EXERCISE INSTRUCTIONS:
Return all of the lines below exactly as they are.

A block of data:
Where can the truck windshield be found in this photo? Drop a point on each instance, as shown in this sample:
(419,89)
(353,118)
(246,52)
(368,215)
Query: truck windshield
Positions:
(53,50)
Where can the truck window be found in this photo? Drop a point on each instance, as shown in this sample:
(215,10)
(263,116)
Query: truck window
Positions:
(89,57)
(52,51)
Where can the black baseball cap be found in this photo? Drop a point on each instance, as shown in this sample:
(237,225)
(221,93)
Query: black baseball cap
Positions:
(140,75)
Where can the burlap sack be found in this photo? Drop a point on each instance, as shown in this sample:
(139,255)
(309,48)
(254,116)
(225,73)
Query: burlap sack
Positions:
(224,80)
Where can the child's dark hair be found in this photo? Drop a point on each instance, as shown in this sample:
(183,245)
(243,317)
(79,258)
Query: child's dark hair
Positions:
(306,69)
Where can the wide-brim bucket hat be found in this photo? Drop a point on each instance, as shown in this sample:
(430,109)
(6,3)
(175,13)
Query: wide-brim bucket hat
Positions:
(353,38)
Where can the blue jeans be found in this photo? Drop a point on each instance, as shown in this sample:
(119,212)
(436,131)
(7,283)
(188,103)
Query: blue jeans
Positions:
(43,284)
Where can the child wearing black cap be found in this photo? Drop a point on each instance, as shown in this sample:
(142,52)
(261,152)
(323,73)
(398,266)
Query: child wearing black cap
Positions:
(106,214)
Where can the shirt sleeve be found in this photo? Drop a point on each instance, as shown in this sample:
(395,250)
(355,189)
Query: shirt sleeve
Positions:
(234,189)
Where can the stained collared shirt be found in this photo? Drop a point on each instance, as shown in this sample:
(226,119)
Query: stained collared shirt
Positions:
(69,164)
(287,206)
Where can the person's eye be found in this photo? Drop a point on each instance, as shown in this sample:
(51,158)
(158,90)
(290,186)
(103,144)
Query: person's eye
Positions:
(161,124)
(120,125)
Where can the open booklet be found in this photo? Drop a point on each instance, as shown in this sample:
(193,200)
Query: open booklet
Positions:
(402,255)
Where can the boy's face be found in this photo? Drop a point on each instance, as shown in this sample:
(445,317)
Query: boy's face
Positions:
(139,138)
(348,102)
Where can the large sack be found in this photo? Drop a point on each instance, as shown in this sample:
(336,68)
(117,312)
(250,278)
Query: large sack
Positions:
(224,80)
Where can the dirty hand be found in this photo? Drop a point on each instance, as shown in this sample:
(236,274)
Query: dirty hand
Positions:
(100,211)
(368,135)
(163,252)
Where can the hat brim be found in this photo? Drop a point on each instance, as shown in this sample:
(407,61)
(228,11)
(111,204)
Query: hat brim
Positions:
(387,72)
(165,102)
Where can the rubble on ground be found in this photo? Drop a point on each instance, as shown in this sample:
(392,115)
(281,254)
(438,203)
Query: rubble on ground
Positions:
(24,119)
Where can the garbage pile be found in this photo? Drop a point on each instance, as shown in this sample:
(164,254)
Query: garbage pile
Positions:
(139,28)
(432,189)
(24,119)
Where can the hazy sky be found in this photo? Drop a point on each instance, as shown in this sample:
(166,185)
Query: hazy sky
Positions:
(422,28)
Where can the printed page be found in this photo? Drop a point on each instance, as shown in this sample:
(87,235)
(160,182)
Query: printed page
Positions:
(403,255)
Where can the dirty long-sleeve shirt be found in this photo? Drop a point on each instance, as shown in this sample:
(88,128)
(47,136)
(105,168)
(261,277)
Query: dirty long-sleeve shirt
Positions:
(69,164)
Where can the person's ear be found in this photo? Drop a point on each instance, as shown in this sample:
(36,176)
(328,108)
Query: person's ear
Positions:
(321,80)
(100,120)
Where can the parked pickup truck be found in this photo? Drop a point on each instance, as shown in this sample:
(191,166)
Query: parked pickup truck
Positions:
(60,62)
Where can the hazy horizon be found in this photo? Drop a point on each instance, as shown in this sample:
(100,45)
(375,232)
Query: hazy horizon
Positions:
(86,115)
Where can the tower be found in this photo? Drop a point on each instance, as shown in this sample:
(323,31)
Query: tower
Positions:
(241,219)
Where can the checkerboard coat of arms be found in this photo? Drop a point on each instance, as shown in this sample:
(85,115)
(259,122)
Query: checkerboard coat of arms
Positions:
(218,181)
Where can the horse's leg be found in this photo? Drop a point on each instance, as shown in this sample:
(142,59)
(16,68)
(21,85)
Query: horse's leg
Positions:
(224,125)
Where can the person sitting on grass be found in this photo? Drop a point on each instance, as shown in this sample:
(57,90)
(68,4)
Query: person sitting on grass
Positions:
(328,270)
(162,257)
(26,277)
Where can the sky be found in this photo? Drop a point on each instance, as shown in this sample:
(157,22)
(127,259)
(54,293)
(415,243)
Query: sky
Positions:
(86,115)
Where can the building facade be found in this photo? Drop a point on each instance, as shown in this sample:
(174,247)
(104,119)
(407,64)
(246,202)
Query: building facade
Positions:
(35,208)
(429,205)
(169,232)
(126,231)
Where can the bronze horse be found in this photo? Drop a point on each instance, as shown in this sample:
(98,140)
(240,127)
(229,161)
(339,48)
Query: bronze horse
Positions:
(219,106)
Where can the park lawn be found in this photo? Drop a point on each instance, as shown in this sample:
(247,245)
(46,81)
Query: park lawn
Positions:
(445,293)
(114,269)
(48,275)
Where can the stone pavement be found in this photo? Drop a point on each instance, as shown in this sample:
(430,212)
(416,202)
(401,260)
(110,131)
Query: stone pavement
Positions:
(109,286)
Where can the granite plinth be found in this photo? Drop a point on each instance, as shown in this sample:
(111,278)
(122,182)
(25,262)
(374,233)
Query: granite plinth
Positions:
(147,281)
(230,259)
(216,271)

TASK OUTPUT:
Where can the truck windshield be found in this photo? Drop a point on each instance, as shown in this sample:
(419,89)
(353,118)
(246,52)
(368,215)
Query: truck windshield
Positions:
(53,50)
Where can the truck window be found in this photo? Drop a point on each instance, as shown in this sample:
(215,10)
(263,116)
Query: truck window
Positions:
(89,57)
(52,51)
Where can the black baseball cap be found in this photo? Drop a point on each instance, as shown in this sample:
(237,225)
(221,93)
Query: black baseball cap
Positions:
(140,75)
Where can the burlap sack be found in this photo? Drop a point on each instance, as shown in this sample:
(139,255)
(309,48)
(254,116)
(225,73)
Query: burlap sack
Positions:
(224,80)
Where can the child's dark hair be found in this photo? Drop a point on each instance, as shown in this sample:
(183,245)
(243,317)
(79,258)
Query: child's dark hair
Positions:
(306,69)
Where can the wide-brim bucket hat be found in this photo? Drop a point on each instance, as shown in this sample:
(430,109)
(6,3)
(175,13)
Query: wide-brim bucket hat
Positions:
(353,38)
Where can the blue jeans be found in this photo? Drop a point on each instance, as shown in this sample:
(119,212)
(436,131)
(7,283)
(188,103)
Query: blue jeans
Positions:
(43,284)
Where can the child wearing black cap be found in this photo? Drop a point on each instance, as shown in this sample:
(142,52)
(261,152)
(323,73)
(398,266)
Query: child wearing black cap
Positions:
(106,214)
Where can the shirt sleeve be found in this photo? Drop a point on each instance, as shown in this sample:
(395,250)
(355,189)
Query: shirt sleeve
Positions:
(234,189)
Where can the stained collared shirt be found in this photo? Drop a point on each instance, as shown in this sample:
(226,119)
Query: stained collared shirt
Positions:
(69,164)
(287,206)
Where can the person's eye be found in this photo? Drop a point on each instance, as shown in this sample:
(51,158)
(158,90)
(290,186)
(103,144)
Query: person's eye
Positions:
(161,124)
(120,125)
Where can the open booklet be found in this photo? Drop a point on each instance, as shown in this sample:
(193,200)
Query: open booklet
Positions:
(402,255)
Where can the boy's face be found in this photo? Drop a point on each instance, as shown in this sample:
(445,317)
Query: boy's face
Positions:
(139,138)
(348,102)
Where can the large sack be found in this photo? Drop a point on each instance, as shown in this sample:
(336,68)
(117,312)
(250,278)
Query: large sack
Positions:
(224,80)
Where can the dirty hand be found in this photo? Drop a point on each instance, as shown in this sample:
(236,274)
Query: dirty hand
Positions:
(100,211)
(368,135)
(163,252)
Where can the hat brim be found in this photo? Drop a point on each instance, as shown in this sample:
(407,61)
(228,11)
(111,204)
Query: hat brim
Positions:
(387,72)
(165,102)
Where can the rubble on ground be found in this photo? Drop a point on each instance, as shown in this sample:
(392,115)
(281,254)
(438,203)
Query: rubble on ground
Positions:
(24,119)
Where can the garbage pile be found in this photo? Drop a point on each instance, as shown in this sample:
(164,254)
Query: garbage pile
Positions:
(139,28)
(432,189)
(24,119)
Where can the hazy sky be found in this photo? Drop a point on each instance, as shown in this sample:
(166,185)
Query: hazy sky
Positions:
(422,28)
Where can the printed page be found in this photo? Drop a point on each instance, as shown in this sample:
(87,235)
(160,182)
Query: printed page
Positions:
(403,255)
Where can the dirty long-sleeve shirt be found in this photo? Drop a point on each instance, as shown in this sample:
(88,128)
(47,136)
(105,168)
(261,277)
Query: dirty long-sleeve shirt
Positions:
(69,164)
Where can the person's ear be found in this photo? Drop a point on each instance, as shown in this sample:
(36,176)
(328,108)
Query: person's ear
Positions:
(321,80)
(100,120)
Where can the parked pickup truck be found in this photo? Drop a point on each instance, as shown in this sample:
(191,166)
Query: parked pickup truck
Positions:
(60,62)
Where can the hazy horizon be found in this photo? Drop a point on each instance, as shown in this sample:
(100,45)
(375,232)
Query: hazy horizon
Positions:
(86,115)
Where can the tower be found in this photo? Drop a point on each instance, as shown in this sample:
(323,31)
Query: tower
Positions:
(241,219)
Where can the checkerboard coat of arms be found in this photo? Drop a point on each instance, as shown in this sample:
(85,115)
(259,122)
Query: checkerboard coat of arms
Positions:
(218,181)
Where can the horse's leg be found in this photo? Drop a point on each instance, as shown in this sample:
(142,59)
(16,68)
(21,85)
Query: horse's leg
Positions:
(224,125)
Where can the person sitting on grass be found in this photo? Drop a point on each instance, as shown in this sample:
(57,90)
(68,4)
Query: person sitting on grass
Positions:
(328,270)
(162,257)
(26,277)
Where can the sky be found in this photo? Drop a point on each instance, as shown in this sample:
(157,22)
(127,259)
(54,293)
(415,243)
Query: sky
Positions:
(86,115)
Where can the building facade be found in this photo? Drop a point on each instance, as shown in this sample:
(174,247)
(104,119)
(407,64)
(246,202)
Query: building facade
Positions:
(35,208)
(429,205)
(169,232)
(126,231)
Where can the bronze horse be found in this photo? Drop a point on each instance, as shown in this sample:
(98,140)
(240,127)
(229,161)
(339,48)
Query: bronze horse
Positions:
(219,106)
Where can the park lawn be found in this photo? Drop a point on each instance, as shown in this sample:
(247,245)
(46,81)
Query: park lawn
Positions:
(445,293)
(114,269)
(48,275)
Where can the stone pavement be found in this photo? Drop a point on each instance, as shown in this sample:
(430,212)
(416,202)
(401,260)
(110,131)
Query: stone pavement
Positions:
(109,286)
Where can the granite plinth be found in this photo? Drop a point on each instance, as shown in this sample:
(111,278)
(122,182)
(25,262)
(374,233)
Query: granite plinth
Positions:
(147,281)
(230,259)
(216,271)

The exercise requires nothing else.